> [TASK INSTRUCTIONS]:
Reproduce all of the following rows verbatim, omitting the pictures.

> [RECORDS]:

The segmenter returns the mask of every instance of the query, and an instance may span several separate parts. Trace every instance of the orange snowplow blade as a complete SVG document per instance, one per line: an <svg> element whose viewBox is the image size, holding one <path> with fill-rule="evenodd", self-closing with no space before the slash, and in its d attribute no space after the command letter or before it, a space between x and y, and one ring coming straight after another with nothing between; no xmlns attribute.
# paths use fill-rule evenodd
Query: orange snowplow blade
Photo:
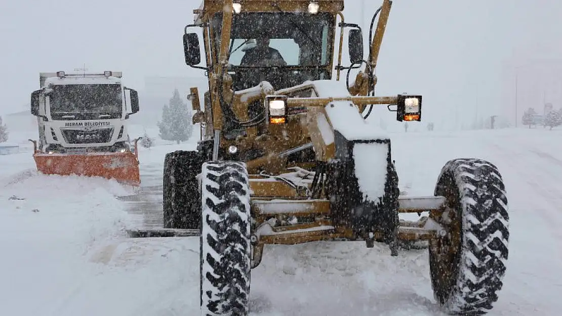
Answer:
<svg viewBox="0 0 562 316"><path fill-rule="evenodd" d="M135 154L92 153L84 154L33 154L39 172L45 175L76 175L115 179L130 185L139 186L139 162Z"/></svg>

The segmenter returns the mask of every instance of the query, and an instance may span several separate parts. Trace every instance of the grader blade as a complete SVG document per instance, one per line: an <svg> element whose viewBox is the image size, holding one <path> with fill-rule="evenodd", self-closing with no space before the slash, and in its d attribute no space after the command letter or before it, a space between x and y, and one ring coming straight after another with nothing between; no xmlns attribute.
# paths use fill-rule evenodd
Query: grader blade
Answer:
<svg viewBox="0 0 562 316"><path fill-rule="evenodd" d="M75 175L102 177L138 186L140 184L139 162L135 154L92 153L33 154L38 171L44 175Z"/></svg>
<svg viewBox="0 0 562 316"><path fill-rule="evenodd" d="M129 230L127 235L131 238L149 238L151 237L197 237L199 230L182 230L174 228L156 228Z"/></svg>

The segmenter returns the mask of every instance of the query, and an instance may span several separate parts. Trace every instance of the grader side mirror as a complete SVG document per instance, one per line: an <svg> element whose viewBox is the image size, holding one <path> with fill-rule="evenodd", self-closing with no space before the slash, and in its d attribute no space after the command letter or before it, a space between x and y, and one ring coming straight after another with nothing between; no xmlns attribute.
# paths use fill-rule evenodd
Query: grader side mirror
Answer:
<svg viewBox="0 0 562 316"><path fill-rule="evenodd" d="M185 64L188 66L198 65L201 62L199 36L197 33L183 34L183 52L185 57Z"/></svg>
<svg viewBox="0 0 562 316"><path fill-rule="evenodd" d="M34 116L39 115L39 98L41 95L41 90L38 90L31 93L31 114Z"/></svg>
<svg viewBox="0 0 562 316"><path fill-rule="evenodd" d="M130 89L131 112L134 114L139 111L139 95L137 90Z"/></svg>
<svg viewBox="0 0 562 316"><path fill-rule="evenodd" d="M350 61L351 63L359 63L363 60L363 34L361 30L350 30L349 35Z"/></svg>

> [ANSWER TO THE PROBLEM]:
The segmenter returns the mask of every instance of the query, and an instance may span several separate parts. Trace every instance of the orange snowplow blade as a complete SVG document per instance, one per line: an <svg> element whose viewBox is the image size, holding one <path> with fill-rule="evenodd", self-closing with no space before the slash, and in its d attribute no space after the command letter or before it, a space between x and y, and one ring coming straight after another with nothing between; no xmlns attribute.
# paths use fill-rule evenodd
Query: orange snowplow blade
Photo:
Answer:
<svg viewBox="0 0 562 316"><path fill-rule="evenodd" d="M135 154L92 153L84 154L33 154L39 172L45 175L76 175L115 179L130 185L139 186L139 162Z"/></svg>

The segmenter returns the mask of every instance of the query, and an instance may span several separate parts. Trace every instance of the grader blade as a complete SVG document per instance, one per line: an <svg> element whose viewBox is the image size, holding one <path> with fill-rule="evenodd", self-closing with no space before the slash, and in its d attribute no space after the command letter or before it, a space between x and y, and one ring coming straight after another with nothing between; no xmlns attribute.
# paths use fill-rule evenodd
Query: grader blade
Answer:
<svg viewBox="0 0 562 316"><path fill-rule="evenodd" d="M75 175L102 177L138 186L140 184L139 162L135 154L92 153L33 154L38 171L44 175Z"/></svg>
<svg viewBox="0 0 562 316"><path fill-rule="evenodd" d="M129 230L127 235L131 238L149 238L151 237L197 237L199 230L182 230L174 228L156 228Z"/></svg>

The segmenter returns the mask of every instance of the query, and an instance may span several separate parts. Trace every instance of the grader side mirror as a complete SVG document per instance, one per line: an <svg> element whose viewBox is the image size, holding one <path> with fill-rule="evenodd", self-closing with no space before the slash, and in its d attribute no space after the command letter or before it, a space between x and y, and one ring coming straight after another with nothing between; no xmlns attribute.
# paths use fill-rule evenodd
Query: grader side mirror
Answer:
<svg viewBox="0 0 562 316"><path fill-rule="evenodd" d="M185 64L188 66L198 65L201 62L199 36L197 33L183 34L183 52L185 57Z"/></svg>
<svg viewBox="0 0 562 316"><path fill-rule="evenodd" d="M34 116L39 115L39 98L41 95L41 90L38 90L31 93L31 114Z"/></svg>
<svg viewBox="0 0 562 316"><path fill-rule="evenodd" d="M130 89L131 112L134 114L139 111L139 95L137 90Z"/></svg>
<svg viewBox="0 0 562 316"><path fill-rule="evenodd" d="M350 61L351 63L359 63L363 60L363 34L361 30L350 30L349 35Z"/></svg>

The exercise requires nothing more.